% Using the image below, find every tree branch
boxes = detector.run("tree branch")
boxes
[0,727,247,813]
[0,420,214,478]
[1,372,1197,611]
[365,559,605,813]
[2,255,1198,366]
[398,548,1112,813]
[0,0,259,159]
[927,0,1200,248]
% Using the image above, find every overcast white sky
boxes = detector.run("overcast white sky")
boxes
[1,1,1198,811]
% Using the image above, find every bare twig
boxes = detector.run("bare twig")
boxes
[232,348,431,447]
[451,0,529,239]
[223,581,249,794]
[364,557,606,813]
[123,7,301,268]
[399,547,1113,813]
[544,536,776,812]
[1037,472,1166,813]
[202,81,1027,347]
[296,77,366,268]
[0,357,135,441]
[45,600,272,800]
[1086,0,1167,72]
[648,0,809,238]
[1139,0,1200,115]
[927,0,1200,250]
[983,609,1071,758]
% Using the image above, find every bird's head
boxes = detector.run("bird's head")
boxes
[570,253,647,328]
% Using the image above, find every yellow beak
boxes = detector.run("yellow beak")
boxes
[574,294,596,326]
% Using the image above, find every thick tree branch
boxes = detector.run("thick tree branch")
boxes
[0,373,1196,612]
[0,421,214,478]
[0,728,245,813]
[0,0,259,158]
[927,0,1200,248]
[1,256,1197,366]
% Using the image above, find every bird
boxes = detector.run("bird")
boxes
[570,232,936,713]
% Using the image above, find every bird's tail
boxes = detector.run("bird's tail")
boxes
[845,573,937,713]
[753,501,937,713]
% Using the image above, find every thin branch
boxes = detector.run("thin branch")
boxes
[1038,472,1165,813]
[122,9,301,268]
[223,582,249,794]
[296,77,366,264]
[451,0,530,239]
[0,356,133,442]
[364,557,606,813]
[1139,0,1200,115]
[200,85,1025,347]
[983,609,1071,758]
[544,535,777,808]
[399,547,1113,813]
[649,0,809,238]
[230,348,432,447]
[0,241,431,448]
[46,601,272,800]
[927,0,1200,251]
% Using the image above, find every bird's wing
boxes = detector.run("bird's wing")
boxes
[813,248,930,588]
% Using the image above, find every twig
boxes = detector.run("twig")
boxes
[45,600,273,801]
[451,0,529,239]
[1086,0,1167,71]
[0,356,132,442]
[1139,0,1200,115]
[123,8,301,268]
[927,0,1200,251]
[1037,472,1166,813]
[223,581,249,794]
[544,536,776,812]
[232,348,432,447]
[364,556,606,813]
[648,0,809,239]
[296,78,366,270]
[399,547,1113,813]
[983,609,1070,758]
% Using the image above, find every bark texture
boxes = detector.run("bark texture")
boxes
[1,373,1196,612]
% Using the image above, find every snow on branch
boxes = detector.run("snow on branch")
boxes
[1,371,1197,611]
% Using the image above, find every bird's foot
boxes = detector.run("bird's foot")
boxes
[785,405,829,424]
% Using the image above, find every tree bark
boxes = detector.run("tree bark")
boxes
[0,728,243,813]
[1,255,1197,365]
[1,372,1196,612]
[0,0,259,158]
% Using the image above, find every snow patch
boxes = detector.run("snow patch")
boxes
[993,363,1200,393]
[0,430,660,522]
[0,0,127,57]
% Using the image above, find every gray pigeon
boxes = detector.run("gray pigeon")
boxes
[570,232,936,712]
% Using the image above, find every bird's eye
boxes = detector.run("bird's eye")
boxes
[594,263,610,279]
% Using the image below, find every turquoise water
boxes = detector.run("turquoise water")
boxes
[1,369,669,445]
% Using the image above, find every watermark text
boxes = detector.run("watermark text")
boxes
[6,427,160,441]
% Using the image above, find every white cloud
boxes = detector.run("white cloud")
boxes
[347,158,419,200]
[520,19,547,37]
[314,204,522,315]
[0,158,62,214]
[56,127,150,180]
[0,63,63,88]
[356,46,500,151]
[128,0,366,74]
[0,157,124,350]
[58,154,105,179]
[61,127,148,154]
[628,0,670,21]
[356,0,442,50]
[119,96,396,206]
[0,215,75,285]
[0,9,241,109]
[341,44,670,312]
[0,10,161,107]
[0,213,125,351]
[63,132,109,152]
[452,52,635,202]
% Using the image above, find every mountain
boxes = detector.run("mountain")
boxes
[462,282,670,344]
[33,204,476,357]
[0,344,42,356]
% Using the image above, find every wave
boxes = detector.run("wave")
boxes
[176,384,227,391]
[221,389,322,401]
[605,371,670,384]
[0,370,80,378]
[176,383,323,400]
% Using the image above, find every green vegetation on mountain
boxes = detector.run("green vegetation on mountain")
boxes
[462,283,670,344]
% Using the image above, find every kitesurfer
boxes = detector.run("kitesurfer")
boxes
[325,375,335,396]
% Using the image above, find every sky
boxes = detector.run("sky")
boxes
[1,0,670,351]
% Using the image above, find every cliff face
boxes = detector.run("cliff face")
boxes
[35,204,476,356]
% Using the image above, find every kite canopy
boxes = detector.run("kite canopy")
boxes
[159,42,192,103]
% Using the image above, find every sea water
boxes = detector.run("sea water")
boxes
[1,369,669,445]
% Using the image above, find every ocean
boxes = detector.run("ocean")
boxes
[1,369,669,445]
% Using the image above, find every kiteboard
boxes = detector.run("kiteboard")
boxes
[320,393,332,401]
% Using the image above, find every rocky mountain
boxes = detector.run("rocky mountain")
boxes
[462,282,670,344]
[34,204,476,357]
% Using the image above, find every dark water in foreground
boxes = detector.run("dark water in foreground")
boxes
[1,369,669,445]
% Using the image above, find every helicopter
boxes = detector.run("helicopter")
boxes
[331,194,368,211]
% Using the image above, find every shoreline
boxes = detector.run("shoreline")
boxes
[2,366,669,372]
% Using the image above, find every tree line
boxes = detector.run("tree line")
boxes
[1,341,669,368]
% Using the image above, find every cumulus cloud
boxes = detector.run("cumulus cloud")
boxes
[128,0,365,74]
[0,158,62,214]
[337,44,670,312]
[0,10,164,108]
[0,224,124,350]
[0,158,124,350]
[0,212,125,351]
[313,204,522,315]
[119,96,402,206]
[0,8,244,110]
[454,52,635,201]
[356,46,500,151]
------------------------------------------------------------------------
## Work task
Working through the records, copy each line in which the word "bark" appears.

## Solution
% Using the image above, find every bark texture
boxes = detector.run("bark texture")
% Using the image above, find every tree bark
boxes = detector.run("tree bark")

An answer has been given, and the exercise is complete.